▶ _SELECTED TEXT_:
=== Begin Enclosure ===

Intimacy VII Draft #4

June 19, 2022

I surrendered, maybe — to the idea of “not knowing,” to the unknown, him and me. But then it got ugly. Apparently it gets darker before dawn, and it did, the day before we were meant to leave to his happy place Sun Valley. Mine too, mountains at least, summer time. But I’d never been to Idaho, and I had no expectation that it would be so divine: clean, clear air, sunshine. The old soul of the high west always gets me, the landscape shaped by nature, the lineage and ancestry. I love to hike, yoga, climb, bike. But we were struggling, as shared, before leaving, and so he booked his trip last minute, and me mine, which always annoys me particularly when traveling to small airports, more money. But that’s a symptom of not knowing, with one foot in and one out you can’t really plan things. And for the past nine months or so, I was more so planning our demise subconsciously, my exit strategy. If I didn’t commit, how could we plan a trip, “well, if we’re together still …” - emphasis on IF. That’s not living.

So he booked and I followed his lead, with plans to depart early and return to focus on the course I’m taking. I’m committed to learning Andean Shamanism and energy healing taught by my mentor — to potentially serve the medicine I’ve been served in my journey. The morning before we headed west we had coffee talk in the kitchen and I said, “Show me a picture of your ex girlfriend,” flippantly. “Why?” He questioned, and I replied, “You dated her for three years just before me but you never say much and I’m just wondering.” He gave me his phone and I got lost scrolling his life living in Kenya before meeting me. There she was, blonde, pretty — my grounded nature became wobbly, the emotion deeper than jealousy. My energy shifted, angry inner child appearing as I began further examining, “Do you see your wife when you see me?  I asked him forcefully, “I’m just worried, what are we doing — if we don’t know, if you don’t … or if I don’t see you as my husband…” All the pressure surmounting … and I excused myself to leave, to move myself physically, out of my thoughts, and back into my body.

The rest of the day felt anxious to me, I had trouble grounding, so I resorted to running the lake and staying in motion while working only to return home later to him mounting artwork we’d previously discussed as no-no’s in the master bedroom. His ignorance of my request further poked at my internal unrest, and so I reacted wildly, annoyed that he ignored me. When we argue, our patterns repeat: I’m a fighter — I attack and he avoids. He triggered my inner warrior, ready to pounce, and also reacted predictably. He turned his back avoiding, giggling, anti-confrontation which further angers me. Little me couldn’t hold his energy, so I ran in front of him and stopped him physically. Suffice it to say, this whole bit was silly. To add insult to injury I erupted, “we should just break up, you don’t even listen to me” over him hanging some paintings. “Olivia, I just put them up to see … “ We were both wrong naturally. I left the apartment hastily. (And writing this I feel like a completely irrational brat)

I checked in for back up, as I do often and thankfully my mentor receives my fear and helps me reinterpret my feelings — out of reaction and past conditioning and back into my presence + rationality.

=== End Enclosure ===

▶ _ACTIVITY LIST_:
1 – Write out the stretch of the intimacy draft from "I checked in" through "presence + rationality.".
2 – Continue the intimacy draft, picking up after its last sentence.

Stored items from a collection
=== Begin Enclosure ===

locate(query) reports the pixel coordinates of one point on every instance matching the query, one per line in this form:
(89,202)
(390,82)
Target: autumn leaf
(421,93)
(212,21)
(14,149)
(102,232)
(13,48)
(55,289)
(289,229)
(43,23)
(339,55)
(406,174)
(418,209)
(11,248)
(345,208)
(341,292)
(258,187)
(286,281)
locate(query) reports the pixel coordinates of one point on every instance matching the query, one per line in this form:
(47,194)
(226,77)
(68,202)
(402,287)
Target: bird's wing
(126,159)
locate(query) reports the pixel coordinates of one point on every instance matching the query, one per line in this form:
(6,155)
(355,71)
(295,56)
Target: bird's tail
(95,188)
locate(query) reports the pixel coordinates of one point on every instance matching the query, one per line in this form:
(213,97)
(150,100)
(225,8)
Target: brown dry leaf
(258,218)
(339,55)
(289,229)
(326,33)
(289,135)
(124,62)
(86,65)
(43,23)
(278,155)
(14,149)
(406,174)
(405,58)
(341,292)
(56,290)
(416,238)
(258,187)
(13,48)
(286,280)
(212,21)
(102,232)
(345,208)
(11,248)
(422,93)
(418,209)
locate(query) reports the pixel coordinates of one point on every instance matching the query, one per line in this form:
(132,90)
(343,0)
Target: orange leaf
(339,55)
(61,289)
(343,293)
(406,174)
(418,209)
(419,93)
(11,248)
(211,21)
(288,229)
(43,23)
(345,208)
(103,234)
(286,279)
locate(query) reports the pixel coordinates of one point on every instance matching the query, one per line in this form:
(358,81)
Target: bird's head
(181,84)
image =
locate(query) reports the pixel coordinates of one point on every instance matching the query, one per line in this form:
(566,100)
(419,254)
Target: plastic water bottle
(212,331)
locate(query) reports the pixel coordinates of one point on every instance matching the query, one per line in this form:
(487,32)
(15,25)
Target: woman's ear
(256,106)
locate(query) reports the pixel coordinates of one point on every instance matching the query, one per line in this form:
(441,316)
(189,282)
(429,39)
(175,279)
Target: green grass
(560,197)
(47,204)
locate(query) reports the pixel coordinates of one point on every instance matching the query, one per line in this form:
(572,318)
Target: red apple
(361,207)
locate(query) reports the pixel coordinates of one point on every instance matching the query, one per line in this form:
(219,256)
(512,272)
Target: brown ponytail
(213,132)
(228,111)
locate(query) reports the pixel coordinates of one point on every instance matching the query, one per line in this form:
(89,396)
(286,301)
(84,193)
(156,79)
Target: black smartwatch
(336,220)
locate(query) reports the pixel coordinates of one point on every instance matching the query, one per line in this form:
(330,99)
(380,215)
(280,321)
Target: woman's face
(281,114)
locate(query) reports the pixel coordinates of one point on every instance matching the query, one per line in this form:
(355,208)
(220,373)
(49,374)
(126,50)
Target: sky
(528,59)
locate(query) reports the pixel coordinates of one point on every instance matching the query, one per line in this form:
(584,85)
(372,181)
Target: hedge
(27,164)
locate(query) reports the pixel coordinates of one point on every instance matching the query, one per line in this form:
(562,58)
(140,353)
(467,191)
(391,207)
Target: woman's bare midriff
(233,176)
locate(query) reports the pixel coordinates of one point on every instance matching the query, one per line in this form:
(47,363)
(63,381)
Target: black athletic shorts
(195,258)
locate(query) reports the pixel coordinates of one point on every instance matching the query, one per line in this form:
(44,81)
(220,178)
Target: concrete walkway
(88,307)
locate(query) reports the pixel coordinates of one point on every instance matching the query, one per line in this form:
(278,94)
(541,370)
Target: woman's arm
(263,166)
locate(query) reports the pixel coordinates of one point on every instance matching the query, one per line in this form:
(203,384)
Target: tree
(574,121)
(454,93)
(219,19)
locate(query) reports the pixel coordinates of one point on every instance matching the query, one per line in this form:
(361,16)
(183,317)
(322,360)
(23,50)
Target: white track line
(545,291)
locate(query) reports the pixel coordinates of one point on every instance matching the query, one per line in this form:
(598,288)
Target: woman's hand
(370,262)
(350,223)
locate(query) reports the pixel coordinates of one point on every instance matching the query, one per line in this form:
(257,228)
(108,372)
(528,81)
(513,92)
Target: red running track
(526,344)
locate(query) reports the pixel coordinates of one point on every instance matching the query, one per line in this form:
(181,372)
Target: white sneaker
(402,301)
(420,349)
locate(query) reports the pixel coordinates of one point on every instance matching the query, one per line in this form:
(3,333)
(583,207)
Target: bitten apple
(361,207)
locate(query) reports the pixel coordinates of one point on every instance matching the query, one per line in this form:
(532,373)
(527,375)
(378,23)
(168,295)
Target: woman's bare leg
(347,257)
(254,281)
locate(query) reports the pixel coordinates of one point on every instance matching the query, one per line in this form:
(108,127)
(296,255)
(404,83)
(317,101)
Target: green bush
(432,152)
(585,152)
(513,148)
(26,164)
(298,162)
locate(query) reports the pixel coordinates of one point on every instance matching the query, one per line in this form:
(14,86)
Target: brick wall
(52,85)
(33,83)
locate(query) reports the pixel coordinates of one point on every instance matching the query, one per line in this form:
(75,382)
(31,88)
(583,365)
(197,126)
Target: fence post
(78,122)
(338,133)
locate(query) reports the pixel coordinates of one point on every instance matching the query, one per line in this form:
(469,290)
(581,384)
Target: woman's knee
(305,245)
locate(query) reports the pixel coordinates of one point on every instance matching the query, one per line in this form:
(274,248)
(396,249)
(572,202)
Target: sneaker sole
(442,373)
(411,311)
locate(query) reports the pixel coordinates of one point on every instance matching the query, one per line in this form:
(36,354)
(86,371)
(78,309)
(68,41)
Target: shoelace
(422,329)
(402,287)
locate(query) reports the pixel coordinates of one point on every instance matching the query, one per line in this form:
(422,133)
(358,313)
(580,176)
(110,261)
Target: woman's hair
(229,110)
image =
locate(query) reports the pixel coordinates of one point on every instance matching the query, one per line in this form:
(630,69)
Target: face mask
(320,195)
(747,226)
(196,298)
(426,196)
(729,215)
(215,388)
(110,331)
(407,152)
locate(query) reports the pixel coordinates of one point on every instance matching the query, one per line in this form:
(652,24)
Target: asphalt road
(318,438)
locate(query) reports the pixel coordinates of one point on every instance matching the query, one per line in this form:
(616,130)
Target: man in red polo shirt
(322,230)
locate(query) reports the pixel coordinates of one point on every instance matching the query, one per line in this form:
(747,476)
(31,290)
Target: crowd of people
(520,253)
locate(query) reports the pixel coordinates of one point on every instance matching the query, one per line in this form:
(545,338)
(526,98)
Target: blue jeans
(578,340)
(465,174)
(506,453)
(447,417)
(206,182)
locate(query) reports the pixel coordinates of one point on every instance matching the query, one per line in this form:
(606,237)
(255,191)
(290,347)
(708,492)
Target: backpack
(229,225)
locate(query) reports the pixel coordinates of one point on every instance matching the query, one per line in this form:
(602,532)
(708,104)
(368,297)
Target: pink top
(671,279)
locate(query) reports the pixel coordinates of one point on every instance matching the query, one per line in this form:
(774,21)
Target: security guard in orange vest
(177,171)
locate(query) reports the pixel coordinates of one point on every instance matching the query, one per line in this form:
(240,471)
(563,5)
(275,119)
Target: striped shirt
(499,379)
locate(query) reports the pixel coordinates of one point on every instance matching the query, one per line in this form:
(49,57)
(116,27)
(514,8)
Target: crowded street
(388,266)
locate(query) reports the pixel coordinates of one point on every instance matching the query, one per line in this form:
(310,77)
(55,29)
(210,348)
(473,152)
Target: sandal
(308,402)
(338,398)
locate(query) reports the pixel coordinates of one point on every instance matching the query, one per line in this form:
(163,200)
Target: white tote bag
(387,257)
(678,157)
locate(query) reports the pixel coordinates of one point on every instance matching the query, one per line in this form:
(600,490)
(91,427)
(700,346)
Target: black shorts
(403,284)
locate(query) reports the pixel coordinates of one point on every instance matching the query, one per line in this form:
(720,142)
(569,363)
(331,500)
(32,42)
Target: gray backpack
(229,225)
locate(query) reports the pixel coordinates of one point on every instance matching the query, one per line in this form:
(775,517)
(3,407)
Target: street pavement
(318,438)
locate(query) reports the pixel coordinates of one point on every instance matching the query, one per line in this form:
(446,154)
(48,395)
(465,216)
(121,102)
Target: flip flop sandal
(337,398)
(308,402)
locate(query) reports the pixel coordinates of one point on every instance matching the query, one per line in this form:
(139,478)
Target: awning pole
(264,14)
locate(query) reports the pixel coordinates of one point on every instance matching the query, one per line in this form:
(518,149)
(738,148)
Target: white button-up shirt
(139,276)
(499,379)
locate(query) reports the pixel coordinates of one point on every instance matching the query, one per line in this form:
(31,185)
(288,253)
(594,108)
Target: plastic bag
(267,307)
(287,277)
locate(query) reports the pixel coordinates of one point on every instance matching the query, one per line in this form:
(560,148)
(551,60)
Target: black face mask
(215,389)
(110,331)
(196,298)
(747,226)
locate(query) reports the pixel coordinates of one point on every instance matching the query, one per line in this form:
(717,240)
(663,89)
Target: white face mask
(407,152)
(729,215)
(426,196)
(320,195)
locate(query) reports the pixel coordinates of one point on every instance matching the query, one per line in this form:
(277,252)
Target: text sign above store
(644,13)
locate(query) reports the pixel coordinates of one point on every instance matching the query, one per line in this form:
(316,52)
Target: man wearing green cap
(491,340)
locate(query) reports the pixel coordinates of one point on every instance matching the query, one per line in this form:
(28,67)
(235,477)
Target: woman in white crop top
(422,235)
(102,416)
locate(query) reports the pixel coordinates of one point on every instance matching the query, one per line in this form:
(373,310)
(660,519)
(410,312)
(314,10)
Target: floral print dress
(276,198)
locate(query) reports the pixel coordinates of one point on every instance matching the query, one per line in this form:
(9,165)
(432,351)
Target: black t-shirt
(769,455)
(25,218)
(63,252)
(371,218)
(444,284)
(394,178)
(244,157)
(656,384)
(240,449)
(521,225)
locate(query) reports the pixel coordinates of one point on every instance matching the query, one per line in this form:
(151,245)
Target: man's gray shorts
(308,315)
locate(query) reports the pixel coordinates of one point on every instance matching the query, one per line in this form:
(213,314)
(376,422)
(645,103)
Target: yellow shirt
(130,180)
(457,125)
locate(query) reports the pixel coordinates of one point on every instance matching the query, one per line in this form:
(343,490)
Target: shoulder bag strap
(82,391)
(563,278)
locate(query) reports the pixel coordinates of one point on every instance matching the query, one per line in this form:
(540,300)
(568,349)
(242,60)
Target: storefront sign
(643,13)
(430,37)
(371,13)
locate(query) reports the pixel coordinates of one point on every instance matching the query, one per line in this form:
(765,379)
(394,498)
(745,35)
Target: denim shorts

=== End Enclosure ===

▶ _RESPONSES FOR EACH TASK_:
1 –
I checked in for back up, as I do often and thankfully my mentor receives my fear and helps me reinterpret my feelings — out of reaction and past conditioning and back into my presence + rationality.

2 –
CA: “I think the Boo thing is a good reality check for the ego! The ego can get to thinking it’s better than the other person instead of different… and then when we see, oh wow, maybe I am replaceable it brings us back into humility…? There is a base fear in there Olivia. Imagine that you are not seen by the external world. What primal fear comes up? Dig in. It’s deep and it’s primal. What happens if you are young and dependent… and not seen…?”

ME: “I the one thing that i can come up with is that i disappear. i don't live my purpose. I'm always searching “

CA: “What happens if you disappear? Think of it from a little kids perspective.”

ME: “Death. I die.”

CA: “That’s a primal fear that provokes urgency… Not seen=not provided for… try it on… what does your body say?”

ME: “fear. abandonment. someone choosing someone else instead of me. even him bringing up looking at other women, or me having really fearful thoughts that he is / was cheating on me in a dream last night. ... theres a deep mistrust in me. deep fear of not being chosen. deep fear of insecurity, inadequacy, being small… We just had an argument a few hours ago, he was ignoring me // or not listening. and turned his back, whistling. and I have to scream to be heard, because he (a man who’s bigger than me) steam rolls me…

CA: “When you react it becomes all about you… how fucked up you are, emotional, all your self judgment, all his judgment etc. and the real information about the interaction is lost. Your reacting allows him to not have to be accountable, because your reaction takes center stage…then it becomes all about you and your reaction… instead of the underlying problems.”

Note to self: Olivia, stop reacting!

The next day I realized why a pic of his ex-chick felt so heavy: she was a spitting image of the woman my ex boyfriend cheated and then left me for years prior. Her face, or the memory, really triggered me. And seeing him with another lady just made me uneasy: I’d never thought about him with someone else before, my ego felt that kick. But boxing always makes me feel better: after a session with my trainer, I returned back into my body, and texted him apologizing.

ME: I’m sorry. It really upsets me when you don’t listen to me. The photo made me sad, like I don’t really know you. Like you two fit together and made me question if we do. And I’m trying to create friction because calm and connection feel less comfortable and I'm sorry. And I don’t like the photos you hanged, and I also don’t actually care about the photos at all.

BOO: I know it’s not about the photos. But I would love to tell you how much those photos mean to me. You said you love love. Do you? I love love. So let’s be in love. Let’s try easy. Let’s make our home beautiful, filled with art, flowers, love, and all the things we want it to be filled with.Let’s go find some art together. Let’s find something that’s ours. But don’t fight me, and don’t push me, and don’t threaten to break up with me over me trying to make our home more beautiful. That’s silly.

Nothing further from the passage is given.